• REQUEST: Copy out the items below, replacing every "chair" with "seat" and leaving everything else untouched.

** Start **

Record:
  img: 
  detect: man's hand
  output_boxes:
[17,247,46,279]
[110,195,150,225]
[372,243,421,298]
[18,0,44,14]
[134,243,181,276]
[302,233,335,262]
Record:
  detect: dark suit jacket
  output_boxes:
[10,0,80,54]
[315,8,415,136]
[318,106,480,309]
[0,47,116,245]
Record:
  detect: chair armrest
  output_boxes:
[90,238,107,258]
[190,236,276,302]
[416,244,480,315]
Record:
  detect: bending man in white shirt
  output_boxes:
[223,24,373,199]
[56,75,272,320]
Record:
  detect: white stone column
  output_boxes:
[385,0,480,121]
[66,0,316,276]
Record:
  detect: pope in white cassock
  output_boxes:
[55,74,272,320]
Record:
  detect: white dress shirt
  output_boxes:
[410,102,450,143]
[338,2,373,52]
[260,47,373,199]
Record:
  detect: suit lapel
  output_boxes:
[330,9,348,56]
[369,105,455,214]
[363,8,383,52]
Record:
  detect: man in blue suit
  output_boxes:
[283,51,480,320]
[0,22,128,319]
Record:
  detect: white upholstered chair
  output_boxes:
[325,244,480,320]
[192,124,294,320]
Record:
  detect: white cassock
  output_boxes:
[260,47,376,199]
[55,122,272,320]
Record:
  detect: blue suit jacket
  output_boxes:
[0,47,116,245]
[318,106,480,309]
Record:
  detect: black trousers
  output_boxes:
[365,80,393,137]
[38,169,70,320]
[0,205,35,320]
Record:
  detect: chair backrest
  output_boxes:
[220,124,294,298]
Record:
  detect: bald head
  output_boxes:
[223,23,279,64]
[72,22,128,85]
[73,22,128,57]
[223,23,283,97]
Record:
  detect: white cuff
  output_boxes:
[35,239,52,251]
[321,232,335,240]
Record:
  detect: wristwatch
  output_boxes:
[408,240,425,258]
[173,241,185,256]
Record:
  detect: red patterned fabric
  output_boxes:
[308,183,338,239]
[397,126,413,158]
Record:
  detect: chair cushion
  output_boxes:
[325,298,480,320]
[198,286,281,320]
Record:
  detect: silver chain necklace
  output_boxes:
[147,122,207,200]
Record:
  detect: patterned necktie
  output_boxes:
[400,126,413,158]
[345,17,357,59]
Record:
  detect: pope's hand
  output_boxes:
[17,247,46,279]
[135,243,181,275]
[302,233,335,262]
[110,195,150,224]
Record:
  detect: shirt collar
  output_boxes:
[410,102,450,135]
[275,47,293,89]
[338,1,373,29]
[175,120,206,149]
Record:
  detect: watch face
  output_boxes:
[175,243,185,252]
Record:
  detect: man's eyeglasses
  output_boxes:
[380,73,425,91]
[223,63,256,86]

** End **

• COMPLETE OUTPUT:
Record:
  img: 
  detect: man's hand
  output_boxes:
[17,247,46,279]
[110,195,150,225]
[372,243,421,298]
[18,0,44,14]
[134,243,181,276]
[302,233,335,262]
Record:
  detect: dark suit jacket
  output_boxes:
[10,0,80,54]
[315,8,415,136]
[318,106,480,309]
[0,47,116,245]
Record:
  detect: seat armrest
  output_boxes:
[90,238,107,258]
[190,236,276,302]
[416,244,480,315]
Record:
  detect: bending man in white shirt
  output_boxes:
[223,24,373,199]
[56,75,272,320]
Record:
  detect: white stone column
  output_boxes:
[385,0,480,121]
[66,0,316,276]
Record:
  detect: pope in white cassock
  output_boxes:
[55,74,272,320]
Record:
  detect: white dress shirt
  output_boxes:
[410,102,450,143]
[338,2,373,52]
[260,47,373,199]
Record:
  detect: suit lapel
  output_boxes:
[330,9,348,56]
[369,105,455,214]
[363,8,383,52]
Record:
  detect: man in blue suit
  output_boxes:
[283,51,480,320]
[0,22,128,319]
Record:
  detect: white upholstered seat
  output_boxes:
[325,244,480,320]
[192,124,294,320]
Record:
  detect: white cassock
  output_boxes:
[260,47,376,199]
[55,122,272,320]
Record:
  detect: blue suit jacket
  output_boxes:
[0,47,116,245]
[318,106,480,309]
Record:
  detect: black trousers
  output_boxes:
[365,80,393,137]
[38,169,70,320]
[0,205,35,320]
Record:
  detect: seat backrest
  output_boxes:
[220,124,294,298]
Record:
  detect: bald head
  output_boxes:
[223,23,279,64]
[72,22,128,85]
[73,22,128,57]
[223,23,283,97]
Record:
  detect: white cuff
  output_boxes:
[35,239,52,251]
[321,232,335,240]
Record:
  detect: wristwatch
  output_boxes:
[408,240,425,258]
[173,241,185,256]
Record:
  detect: red patterned fabric
  output_boxes:
[308,183,338,239]
[397,126,413,158]
Record:
  detect: seat cushion
  output_boxes:
[325,298,480,320]
[198,286,281,320]
Record:
  detect: silver chain necklace
  output_boxes:
[147,122,207,200]
Record:
  detect: patterned necktie
  output_boxes:
[400,126,413,158]
[345,17,357,59]
Record:
  detect: pope's hand
  output_boxes:
[17,247,46,279]
[135,243,181,275]
[302,233,335,262]
[110,195,150,224]
Record:
  detect: shirt collar
  output_boxes:
[410,102,450,135]
[275,47,293,89]
[338,1,373,29]
[175,120,206,149]
Record:
  detect: watch face
  output_boxes:
[175,243,185,252]
Record:
  detect: man's eyeglasses
  output_boxes:
[380,73,425,91]
[223,63,256,86]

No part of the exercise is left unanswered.